--- START Supplied data ---

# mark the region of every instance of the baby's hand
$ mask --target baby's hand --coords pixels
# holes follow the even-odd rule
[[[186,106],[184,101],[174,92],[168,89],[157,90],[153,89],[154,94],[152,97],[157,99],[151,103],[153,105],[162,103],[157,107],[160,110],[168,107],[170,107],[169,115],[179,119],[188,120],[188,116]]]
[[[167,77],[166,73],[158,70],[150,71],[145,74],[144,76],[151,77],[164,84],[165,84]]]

--- END Supplied data ---

Objective: Rewrite the material above, substituting "infant's hand" for every occurrence of "baby's hand" and leaving everything else unchanged.

Output for this exercise:
# mark the region of every instance of the infant's hand
$ mask --target infant's hand --coords pixels
# holes follow the even-odd rule
[[[186,106],[184,101],[174,92],[168,89],[157,90],[153,89],[154,94],[152,97],[157,99],[151,103],[153,105],[162,103],[157,107],[160,110],[168,107],[170,107],[169,115],[179,119],[188,120],[188,116]]]
[[[167,77],[166,73],[158,70],[150,71],[145,74],[144,76],[151,77],[164,84],[165,84]]]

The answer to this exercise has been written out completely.